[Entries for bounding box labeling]
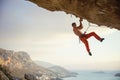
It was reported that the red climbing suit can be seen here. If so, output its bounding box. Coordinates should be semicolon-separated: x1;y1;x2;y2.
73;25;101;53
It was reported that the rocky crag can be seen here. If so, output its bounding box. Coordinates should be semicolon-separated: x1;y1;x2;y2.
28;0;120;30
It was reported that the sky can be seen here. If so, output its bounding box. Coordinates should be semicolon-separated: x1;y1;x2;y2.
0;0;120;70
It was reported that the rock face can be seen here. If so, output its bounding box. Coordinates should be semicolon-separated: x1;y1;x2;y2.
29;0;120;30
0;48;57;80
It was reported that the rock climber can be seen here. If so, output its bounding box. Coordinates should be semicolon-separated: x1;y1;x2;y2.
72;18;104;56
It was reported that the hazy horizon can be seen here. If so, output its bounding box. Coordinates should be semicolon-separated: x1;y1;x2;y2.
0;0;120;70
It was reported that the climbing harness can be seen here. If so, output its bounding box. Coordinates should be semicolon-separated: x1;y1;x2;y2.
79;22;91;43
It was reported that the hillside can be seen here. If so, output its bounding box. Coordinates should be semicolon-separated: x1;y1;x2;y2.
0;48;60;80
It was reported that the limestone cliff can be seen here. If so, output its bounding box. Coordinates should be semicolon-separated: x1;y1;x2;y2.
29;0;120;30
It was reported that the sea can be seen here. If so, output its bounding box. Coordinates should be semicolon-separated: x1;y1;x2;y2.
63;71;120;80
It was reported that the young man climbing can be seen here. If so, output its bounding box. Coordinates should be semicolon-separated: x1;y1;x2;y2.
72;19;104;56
* * *
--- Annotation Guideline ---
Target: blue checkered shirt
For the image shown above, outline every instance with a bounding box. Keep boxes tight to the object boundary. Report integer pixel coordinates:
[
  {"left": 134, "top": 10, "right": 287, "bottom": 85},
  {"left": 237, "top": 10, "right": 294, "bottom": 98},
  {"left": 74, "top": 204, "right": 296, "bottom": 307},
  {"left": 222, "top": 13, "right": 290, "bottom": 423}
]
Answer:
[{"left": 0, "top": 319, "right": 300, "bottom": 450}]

> What you need to do
Arrange the lines from the line with "It was reported that the sky" up to and including the line with "79;22;91;43" as a JSON list of strings, one string per line, omitting blank lines. Include only those lines.

> The answer
[
  "It was reported that the sky can be seen here. If so, output its bounding box. Coordinates should be semicolon-separated: x1;y1;x2;y2.",
  "0;0;120;70",
  "It was reported that the rock face can be seen here. If so, output its bounding box. Coordinates should be semicolon-separated: x1;y1;x2;y2.",
  "29;0;120;30",
  "0;48;57;80",
  "It was reported that the rock climber can be seen here. If so, output its bounding box. Coordinates should be semicolon-separated: x1;y1;x2;y2.",
  "72;18;104;56",
  "It was reported that the hazy horizon can be seen here. If so, output its bounding box. Coordinates should be semicolon-separated: x1;y1;x2;y2.",
  "0;0;120;70",
  "It was reported that the climbing harness can be seen here. If so, output its bounding box. Coordinates should be semicolon-separated: x1;y1;x2;y2.",
  "79;22;91;43"
]